◆ Goal of the exercise: From the passage below on New York City school COVID-19 policies, list the outdoor spaces that schools will keep using to provide additional room for learning.

◆ Passage provided:
☆ ☆ ☆ ☆ ☆ ☆ ☆

Closure & Quarantine Policies in the Event of a Positive COVID-19 Case
New York City public schools successfully opened schools during the 2020-21 school year, while keeping COVID-19 rates in schools far lower than the citywide average. This was achieved through a multi-layered prevention strategy. Due to these extensive health and safety precautions and widespread vaccination of student and staff, the DOE expects far fewer disruptions to learning at both the classroom and school levels.
The closure and quarantine policies that kept schools safe during Summer Rising will continue in the 2021-22 school year. When a positive COVID-19 case is confirmed in a classroom, close contacts will quarantine for ten calendar days. Fully vaccinated individuals do not have to quarantine even if they are a close contact unless they are symptomatic, per CDC guidance. Out of an abundance of caution these vaccinated students are encouraged to take a COVID-19 test three to five days after potential exposure.
High school and middle school students who are unvaccinated may test back into their classrooms out of quarantine. They will test on the fifth day of quarantine to re-enter class after the seventh day, with proof of a negative test, submitted to the DOE vaccination portal.
The Situation Room works closely with a team of experts from DOHMH to investigate every case that is reported. After a thorough investigation, if there is evidence of widespread transmission within the school, the Situation Room and the New York City Department of Health will make a determination to close the school for ten days. This is a continuation of a policy that kept over 800 school buildings safe during Summer Rising.
When in-person learning is disrupted, it will continue remotely for students who are quarantining. Elementary school students will continue to receive live remote instruction while they quarantine. Middle and high school students will have access to remote learning while quarantining.
Medically Necessary Instruction
Providing a high-quality learning environment for medically fragile students has always been a focus of the DOE. In light of the COVID-19 pandemic, the pre-existing home instruction program is being expanded and will be available to more students that meet the criteria.
The Medically Necessary Instruction program provides interim educational services for school-aged children (from 3K to grade 12) in all five boroughs who are unable to attend school due to medical or psychiatric reasons. It can include individual in-person instruction by a certified teacher, or individual and small group instruction by certified teachers through digital platforms.
Taking COVID-19 into consideration, DOHMH has determined that students who actively have one of the following conditions would be approved for medically necessary instruction:
– Active Cancer
– Chronic Renal Diseases
– Sickle Cell
– Gastro/Crohn’s Disease
– Metabolic Disorders
– Heart Conditions
– Muscular Dystrophy
– Adrenal Disorder
– Cystic Fibrosis
– Liver Disease
– Congenital Lung Disease
– Congenital Heart Condition
– Cerebral Ataxia
– Multiple Sclerosis
Any family with a student who is immunocompromised due to a medical condition or treatment for a medical condition may apply. Applications from families with any condition not listed will undergo review to determine eligibility.
Outdoor Learning Continues
Using the City’s outdoor spaces in new and innovative ways to provide additional instructional, extracurricular, and dining space was an unexpected silver lining of the pandemic. Last year, 840 schools took advantage of the Outdoor Learning Initiative. Schools will continue utilizing school yards, street space, and parks to provide additional space for learning. The Outdoor Learning initiative centers equity and schools in areas hardest-hit by COVID-19 receive priority for the program.

☆ ☆ ☆ ☆ ☆ ☆ ☆

◆ Stored data:
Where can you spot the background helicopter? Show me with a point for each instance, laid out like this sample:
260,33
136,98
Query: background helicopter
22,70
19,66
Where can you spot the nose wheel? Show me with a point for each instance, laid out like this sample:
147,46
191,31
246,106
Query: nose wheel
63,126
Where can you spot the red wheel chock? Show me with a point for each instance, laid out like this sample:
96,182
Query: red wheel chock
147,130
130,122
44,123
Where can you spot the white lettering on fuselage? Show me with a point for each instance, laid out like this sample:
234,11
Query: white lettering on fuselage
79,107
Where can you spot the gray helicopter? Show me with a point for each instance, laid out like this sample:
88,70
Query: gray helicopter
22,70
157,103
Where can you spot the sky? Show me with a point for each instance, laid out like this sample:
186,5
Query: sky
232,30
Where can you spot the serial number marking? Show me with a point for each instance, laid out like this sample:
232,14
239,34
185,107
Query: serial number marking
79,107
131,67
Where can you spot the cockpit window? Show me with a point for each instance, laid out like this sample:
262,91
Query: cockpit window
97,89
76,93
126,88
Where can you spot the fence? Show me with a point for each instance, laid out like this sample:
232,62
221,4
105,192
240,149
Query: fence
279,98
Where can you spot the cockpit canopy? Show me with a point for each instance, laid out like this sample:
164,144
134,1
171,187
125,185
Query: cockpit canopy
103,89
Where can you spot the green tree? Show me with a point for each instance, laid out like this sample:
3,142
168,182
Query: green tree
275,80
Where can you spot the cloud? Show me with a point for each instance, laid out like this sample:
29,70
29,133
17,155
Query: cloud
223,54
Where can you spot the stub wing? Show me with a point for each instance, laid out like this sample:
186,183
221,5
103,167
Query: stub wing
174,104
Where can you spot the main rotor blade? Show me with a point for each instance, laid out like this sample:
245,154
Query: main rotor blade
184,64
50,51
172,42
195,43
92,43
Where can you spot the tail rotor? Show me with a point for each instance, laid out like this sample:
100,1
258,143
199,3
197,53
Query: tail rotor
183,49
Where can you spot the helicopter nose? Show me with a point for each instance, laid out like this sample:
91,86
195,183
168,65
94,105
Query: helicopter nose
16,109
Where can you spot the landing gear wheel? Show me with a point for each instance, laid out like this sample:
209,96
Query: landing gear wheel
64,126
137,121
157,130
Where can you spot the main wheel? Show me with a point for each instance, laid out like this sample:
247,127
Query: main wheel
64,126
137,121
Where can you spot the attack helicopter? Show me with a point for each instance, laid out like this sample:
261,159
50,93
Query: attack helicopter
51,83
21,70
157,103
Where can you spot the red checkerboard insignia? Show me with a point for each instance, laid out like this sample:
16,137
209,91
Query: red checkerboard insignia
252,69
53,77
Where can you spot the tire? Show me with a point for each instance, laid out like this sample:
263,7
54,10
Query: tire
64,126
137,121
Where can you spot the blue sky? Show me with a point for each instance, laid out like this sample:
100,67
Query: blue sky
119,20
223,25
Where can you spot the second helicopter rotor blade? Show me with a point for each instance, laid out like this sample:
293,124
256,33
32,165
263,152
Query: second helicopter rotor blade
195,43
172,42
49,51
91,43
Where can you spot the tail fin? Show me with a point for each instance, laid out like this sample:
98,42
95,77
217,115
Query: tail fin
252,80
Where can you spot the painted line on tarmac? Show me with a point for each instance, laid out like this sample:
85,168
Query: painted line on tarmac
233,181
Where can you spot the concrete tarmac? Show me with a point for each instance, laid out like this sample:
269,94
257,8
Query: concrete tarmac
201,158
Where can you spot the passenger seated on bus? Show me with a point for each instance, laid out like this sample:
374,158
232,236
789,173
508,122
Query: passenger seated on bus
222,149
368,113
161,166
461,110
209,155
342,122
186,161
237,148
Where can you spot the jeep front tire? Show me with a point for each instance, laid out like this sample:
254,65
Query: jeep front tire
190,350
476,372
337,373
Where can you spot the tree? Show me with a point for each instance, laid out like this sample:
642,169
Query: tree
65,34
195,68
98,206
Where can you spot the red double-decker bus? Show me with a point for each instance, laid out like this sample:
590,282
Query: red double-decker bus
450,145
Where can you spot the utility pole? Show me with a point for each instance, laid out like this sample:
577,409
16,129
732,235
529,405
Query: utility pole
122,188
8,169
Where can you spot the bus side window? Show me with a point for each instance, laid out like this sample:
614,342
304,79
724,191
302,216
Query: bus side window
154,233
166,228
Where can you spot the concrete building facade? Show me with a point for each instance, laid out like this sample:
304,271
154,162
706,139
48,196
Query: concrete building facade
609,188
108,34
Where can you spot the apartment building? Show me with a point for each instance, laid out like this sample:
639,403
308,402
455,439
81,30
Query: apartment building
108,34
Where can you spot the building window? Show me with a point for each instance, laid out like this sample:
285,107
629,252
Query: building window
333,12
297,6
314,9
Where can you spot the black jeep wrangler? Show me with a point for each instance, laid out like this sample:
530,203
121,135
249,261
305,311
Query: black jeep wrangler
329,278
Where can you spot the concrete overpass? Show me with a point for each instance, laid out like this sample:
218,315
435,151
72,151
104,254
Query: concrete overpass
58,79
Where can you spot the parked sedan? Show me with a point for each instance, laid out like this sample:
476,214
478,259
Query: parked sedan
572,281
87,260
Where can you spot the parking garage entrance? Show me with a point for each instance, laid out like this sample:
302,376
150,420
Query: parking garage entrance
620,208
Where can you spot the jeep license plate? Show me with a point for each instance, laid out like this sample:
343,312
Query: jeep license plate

☆ ☆ ☆ ☆ ☆ ☆ ☆

◆ Reply: School yards, street space, parks